Data shown:
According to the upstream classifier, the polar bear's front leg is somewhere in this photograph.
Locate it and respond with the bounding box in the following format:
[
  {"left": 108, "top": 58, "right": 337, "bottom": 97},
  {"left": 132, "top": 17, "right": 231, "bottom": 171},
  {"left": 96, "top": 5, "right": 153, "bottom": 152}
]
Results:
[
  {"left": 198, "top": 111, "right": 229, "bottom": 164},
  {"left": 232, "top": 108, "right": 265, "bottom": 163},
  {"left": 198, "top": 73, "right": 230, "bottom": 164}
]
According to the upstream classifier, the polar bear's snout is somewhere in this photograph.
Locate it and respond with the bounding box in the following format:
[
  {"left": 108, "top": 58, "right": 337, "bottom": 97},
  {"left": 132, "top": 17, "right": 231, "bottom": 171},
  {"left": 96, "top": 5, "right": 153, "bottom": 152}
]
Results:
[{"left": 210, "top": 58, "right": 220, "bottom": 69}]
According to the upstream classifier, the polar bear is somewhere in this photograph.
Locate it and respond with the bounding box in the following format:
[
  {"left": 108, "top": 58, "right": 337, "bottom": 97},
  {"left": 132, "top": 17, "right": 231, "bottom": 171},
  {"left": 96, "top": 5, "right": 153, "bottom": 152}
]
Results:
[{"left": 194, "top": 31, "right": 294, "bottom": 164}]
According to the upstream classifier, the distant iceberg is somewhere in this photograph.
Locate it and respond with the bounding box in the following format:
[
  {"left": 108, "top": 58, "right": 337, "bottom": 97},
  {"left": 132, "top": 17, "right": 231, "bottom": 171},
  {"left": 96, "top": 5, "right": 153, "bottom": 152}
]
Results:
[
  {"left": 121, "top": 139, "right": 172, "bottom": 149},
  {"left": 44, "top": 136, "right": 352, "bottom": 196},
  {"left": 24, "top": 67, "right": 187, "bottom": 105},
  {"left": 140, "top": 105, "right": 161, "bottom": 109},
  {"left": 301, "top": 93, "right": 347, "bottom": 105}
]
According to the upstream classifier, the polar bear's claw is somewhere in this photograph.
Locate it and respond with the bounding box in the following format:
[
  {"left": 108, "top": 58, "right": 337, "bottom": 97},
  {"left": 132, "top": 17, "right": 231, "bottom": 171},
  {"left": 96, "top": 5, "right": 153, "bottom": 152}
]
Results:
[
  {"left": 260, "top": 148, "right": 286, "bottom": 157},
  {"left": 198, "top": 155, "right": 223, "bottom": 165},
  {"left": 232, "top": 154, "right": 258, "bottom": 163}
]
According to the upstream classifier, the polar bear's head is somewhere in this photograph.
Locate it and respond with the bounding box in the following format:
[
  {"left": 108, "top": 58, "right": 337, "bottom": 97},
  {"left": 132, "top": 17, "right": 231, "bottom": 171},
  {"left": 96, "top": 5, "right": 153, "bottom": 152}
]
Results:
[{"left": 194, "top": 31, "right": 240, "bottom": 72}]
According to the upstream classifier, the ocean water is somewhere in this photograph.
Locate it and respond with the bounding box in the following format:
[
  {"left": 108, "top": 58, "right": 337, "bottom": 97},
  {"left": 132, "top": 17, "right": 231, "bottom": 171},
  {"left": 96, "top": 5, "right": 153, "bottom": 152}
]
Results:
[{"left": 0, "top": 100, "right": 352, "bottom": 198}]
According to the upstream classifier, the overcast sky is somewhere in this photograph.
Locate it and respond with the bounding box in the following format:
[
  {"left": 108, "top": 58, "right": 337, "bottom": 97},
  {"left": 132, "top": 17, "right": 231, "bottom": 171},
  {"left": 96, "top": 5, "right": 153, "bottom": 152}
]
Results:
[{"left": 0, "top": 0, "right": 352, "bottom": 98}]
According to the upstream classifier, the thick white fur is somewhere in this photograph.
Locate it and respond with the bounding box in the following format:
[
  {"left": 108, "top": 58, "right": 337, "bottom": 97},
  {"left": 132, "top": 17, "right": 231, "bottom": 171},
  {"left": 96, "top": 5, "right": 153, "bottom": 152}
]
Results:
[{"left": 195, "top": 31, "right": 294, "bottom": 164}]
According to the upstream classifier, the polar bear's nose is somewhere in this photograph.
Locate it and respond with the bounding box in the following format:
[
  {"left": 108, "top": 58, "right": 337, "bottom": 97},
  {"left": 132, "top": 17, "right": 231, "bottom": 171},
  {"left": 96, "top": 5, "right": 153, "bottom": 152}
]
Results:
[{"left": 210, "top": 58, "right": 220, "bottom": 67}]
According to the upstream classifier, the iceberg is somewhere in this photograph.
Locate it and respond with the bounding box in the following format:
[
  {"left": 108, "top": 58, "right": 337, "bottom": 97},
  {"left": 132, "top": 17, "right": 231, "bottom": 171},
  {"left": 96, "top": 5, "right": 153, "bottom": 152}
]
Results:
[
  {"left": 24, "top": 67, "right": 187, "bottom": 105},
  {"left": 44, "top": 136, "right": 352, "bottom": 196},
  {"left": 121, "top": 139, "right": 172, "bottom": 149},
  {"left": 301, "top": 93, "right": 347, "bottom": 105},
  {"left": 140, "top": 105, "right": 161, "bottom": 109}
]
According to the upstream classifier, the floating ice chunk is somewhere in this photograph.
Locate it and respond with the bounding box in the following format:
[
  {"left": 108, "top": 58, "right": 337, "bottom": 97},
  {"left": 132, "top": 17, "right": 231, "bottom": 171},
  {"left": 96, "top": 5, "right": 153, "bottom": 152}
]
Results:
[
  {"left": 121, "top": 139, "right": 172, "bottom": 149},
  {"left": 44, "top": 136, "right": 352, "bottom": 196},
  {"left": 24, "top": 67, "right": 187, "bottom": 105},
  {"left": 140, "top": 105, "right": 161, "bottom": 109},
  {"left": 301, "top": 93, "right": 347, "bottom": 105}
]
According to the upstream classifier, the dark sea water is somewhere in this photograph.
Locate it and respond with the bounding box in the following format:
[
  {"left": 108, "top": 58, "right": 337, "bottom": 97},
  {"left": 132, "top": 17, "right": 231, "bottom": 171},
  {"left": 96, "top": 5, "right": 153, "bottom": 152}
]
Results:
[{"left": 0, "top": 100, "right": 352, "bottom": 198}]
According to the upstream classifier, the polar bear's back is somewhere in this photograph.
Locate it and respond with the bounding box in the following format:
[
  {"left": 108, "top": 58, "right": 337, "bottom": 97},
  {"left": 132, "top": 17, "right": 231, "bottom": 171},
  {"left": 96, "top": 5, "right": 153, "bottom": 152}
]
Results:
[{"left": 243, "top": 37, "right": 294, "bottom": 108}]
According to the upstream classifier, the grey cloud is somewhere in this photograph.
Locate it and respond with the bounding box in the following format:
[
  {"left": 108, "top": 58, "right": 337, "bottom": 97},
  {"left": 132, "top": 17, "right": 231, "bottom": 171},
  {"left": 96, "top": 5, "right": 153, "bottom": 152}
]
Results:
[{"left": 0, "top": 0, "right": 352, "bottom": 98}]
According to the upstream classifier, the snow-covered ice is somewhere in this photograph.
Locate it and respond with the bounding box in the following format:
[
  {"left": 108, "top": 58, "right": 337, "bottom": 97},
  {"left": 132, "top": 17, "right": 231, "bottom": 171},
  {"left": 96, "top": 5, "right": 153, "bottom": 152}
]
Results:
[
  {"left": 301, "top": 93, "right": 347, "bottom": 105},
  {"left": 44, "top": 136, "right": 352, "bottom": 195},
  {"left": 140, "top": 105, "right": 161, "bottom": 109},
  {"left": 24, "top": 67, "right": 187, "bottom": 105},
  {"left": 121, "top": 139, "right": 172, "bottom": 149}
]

Given problem: Rewrite all of the material above with each "upstream classifier" swapped for "upstream detector", keeping every other character unchanged.

Answer to this exercise:
According to the upstream detector, the polar bear's front leg is somewhere in this photograph.
Locate it and respond with the bounding box in the following format:
[
  {"left": 108, "top": 58, "right": 337, "bottom": 97},
  {"left": 132, "top": 17, "right": 231, "bottom": 171},
  {"left": 96, "top": 5, "right": 153, "bottom": 152}
]
Results:
[
  {"left": 198, "top": 111, "right": 229, "bottom": 164},
  {"left": 232, "top": 108, "right": 265, "bottom": 163},
  {"left": 198, "top": 73, "right": 230, "bottom": 164}
]
According to the upstream detector, the polar bear's snout is somewhere in this photograph.
Locate it and respond with the bounding box in the following format:
[
  {"left": 108, "top": 58, "right": 337, "bottom": 97},
  {"left": 132, "top": 17, "right": 231, "bottom": 171},
  {"left": 96, "top": 5, "right": 153, "bottom": 152}
]
Results:
[{"left": 210, "top": 58, "right": 220, "bottom": 69}]
According to the upstream detector, the polar bear is somewhere in this photograph.
Locate it and respond with the bounding box in the following format:
[
  {"left": 108, "top": 58, "right": 337, "bottom": 97},
  {"left": 132, "top": 17, "right": 231, "bottom": 171},
  {"left": 96, "top": 5, "right": 153, "bottom": 152}
]
Results:
[{"left": 194, "top": 31, "right": 294, "bottom": 164}]
According to the upstream detector, the distant iceberg is somewhere in this photograph.
Locate it and respond with the bounding box in the following format:
[
  {"left": 108, "top": 58, "right": 337, "bottom": 97},
  {"left": 132, "top": 17, "right": 231, "bottom": 171},
  {"left": 96, "top": 5, "right": 153, "bottom": 152}
]
Results:
[
  {"left": 121, "top": 139, "right": 172, "bottom": 149},
  {"left": 44, "top": 136, "right": 352, "bottom": 196},
  {"left": 24, "top": 67, "right": 187, "bottom": 105},
  {"left": 140, "top": 105, "right": 161, "bottom": 109},
  {"left": 301, "top": 93, "right": 347, "bottom": 105}
]
According to the upstream detector, the polar bear's claw is somewhere in this photograph.
Locate it and respond with the bounding box in the following format:
[
  {"left": 108, "top": 58, "right": 337, "bottom": 97},
  {"left": 132, "top": 17, "right": 231, "bottom": 171},
  {"left": 96, "top": 5, "right": 153, "bottom": 152}
]
Results:
[
  {"left": 260, "top": 148, "right": 286, "bottom": 157},
  {"left": 198, "top": 155, "right": 223, "bottom": 165},
  {"left": 232, "top": 154, "right": 258, "bottom": 163}
]
According to the upstream detector, the polar bear's head is somewhere in this photograph.
Locate it and respond with the bounding box in the following format:
[
  {"left": 108, "top": 58, "right": 337, "bottom": 97},
  {"left": 132, "top": 17, "right": 231, "bottom": 171},
  {"left": 96, "top": 5, "right": 153, "bottom": 152}
]
Results:
[{"left": 194, "top": 31, "right": 240, "bottom": 72}]
According to the upstream detector, the ocean water is somewhere in this photograph.
Locate it and respond with the bounding box in the following format:
[
  {"left": 108, "top": 58, "right": 337, "bottom": 97},
  {"left": 132, "top": 17, "right": 231, "bottom": 171},
  {"left": 96, "top": 5, "right": 153, "bottom": 152}
]
Results:
[{"left": 0, "top": 100, "right": 352, "bottom": 198}]
According to the upstream detector, the overcast sky is somewhere in this photograph.
Locate it and respond with the bounding box in the following format:
[
  {"left": 108, "top": 58, "right": 337, "bottom": 97},
  {"left": 132, "top": 17, "right": 231, "bottom": 171},
  {"left": 96, "top": 5, "right": 153, "bottom": 152}
]
Results:
[{"left": 0, "top": 0, "right": 352, "bottom": 98}]
According to the upstream detector, the thick white fur is somewhere in this photograph.
Locate it and respond with the bounding box in the following format:
[
  {"left": 108, "top": 58, "right": 337, "bottom": 97},
  {"left": 132, "top": 17, "right": 231, "bottom": 171},
  {"left": 96, "top": 5, "right": 153, "bottom": 152}
]
Results:
[{"left": 195, "top": 31, "right": 294, "bottom": 164}]
According to the upstream detector, the polar bear's nose is somewhere in this photograph.
Locate it and respond with the bounding box in the following format:
[
  {"left": 108, "top": 58, "right": 337, "bottom": 97},
  {"left": 132, "top": 17, "right": 231, "bottom": 171},
  {"left": 96, "top": 5, "right": 153, "bottom": 152}
]
Results:
[{"left": 210, "top": 58, "right": 220, "bottom": 67}]
According to the upstream detector, the iceberg is somewhere in this photograph.
Locate it and respond with the bounding box in the following format:
[
  {"left": 108, "top": 58, "right": 337, "bottom": 97},
  {"left": 132, "top": 17, "right": 231, "bottom": 171},
  {"left": 96, "top": 5, "right": 153, "bottom": 152}
]
Results:
[
  {"left": 24, "top": 67, "right": 187, "bottom": 105},
  {"left": 44, "top": 136, "right": 352, "bottom": 196},
  {"left": 121, "top": 139, "right": 172, "bottom": 149},
  {"left": 301, "top": 93, "right": 347, "bottom": 105},
  {"left": 140, "top": 105, "right": 161, "bottom": 109}
]
According to the upstream detector, the floating ice chunk is somewhere in this photograph.
Locate it and respond with the bounding box in the following format:
[
  {"left": 108, "top": 58, "right": 337, "bottom": 97},
  {"left": 132, "top": 17, "right": 231, "bottom": 171},
  {"left": 96, "top": 5, "right": 153, "bottom": 152}
]
Results:
[
  {"left": 121, "top": 139, "right": 172, "bottom": 149},
  {"left": 44, "top": 136, "right": 352, "bottom": 196},
  {"left": 24, "top": 67, "right": 187, "bottom": 105},
  {"left": 140, "top": 105, "right": 161, "bottom": 109},
  {"left": 301, "top": 93, "right": 347, "bottom": 105}
]
According to the upstream detector, the dark sea water is somewhere in this photograph.
Locate it and respond with the bounding box in the following format:
[
  {"left": 108, "top": 58, "right": 337, "bottom": 97},
  {"left": 132, "top": 17, "right": 231, "bottom": 171},
  {"left": 96, "top": 5, "right": 153, "bottom": 152}
]
Results:
[{"left": 0, "top": 100, "right": 352, "bottom": 198}]
According to the upstream detector, the polar bear's back is somewhere in this photograph.
Locate it and respond with the bounding box in the following format:
[
  {"left": 108, "top": 58, "right": 337, "bottom": 97},
  {"left": 132, "top": 17, "right": 231, "bottom": 171},
  {"left": 96, "top": 5, "right": 153, "bottom": 152}
]
Results:
[{"left": 243, "top": 37, "right": 294, "bottom": 108}]
According to the upstream detector, the grey cloud is somewhere in this photograph.
Locate it and respond with the bounding box in the following format:
[
  {"left": 108, "top": 58, "right": 337, "bottom": 97},
  {"left": 132, "top": 17, "right": 231, "bottom": 171},
  {"left": 96, "top": 5, "right": 153, "bottom": 152}
]
Results:
[{"left": 0, "top": 0, "right": 352, "bottom": 98}]
According to the upstream detector, the snow-covered ice is somewhere in this photograph.
Locate it and respond with the bounding box in the following format:
[
  {"left": 108, "top": 58, "right": 337, "bottom": 97},
  {"left": 132, "top": 17, "right": 231, "bottom": 171},
  {"left": 96, "top": 5, "right": 153, "bottom": 152}
]
Results:
[
  {"left": 301, "top": 93, "right": 347, "bottom": 105},
  {"left": 44, "top": 136, "right": 352, "bottom": 195},
  {"left": 140, "top": 105, "right": 161, "bottom": 109},
  {"left": 24, "top": 67, "right": 187, "bottom": 105},
  {"left": 121, "top": 139, "right": 172, "bottom": 149}
]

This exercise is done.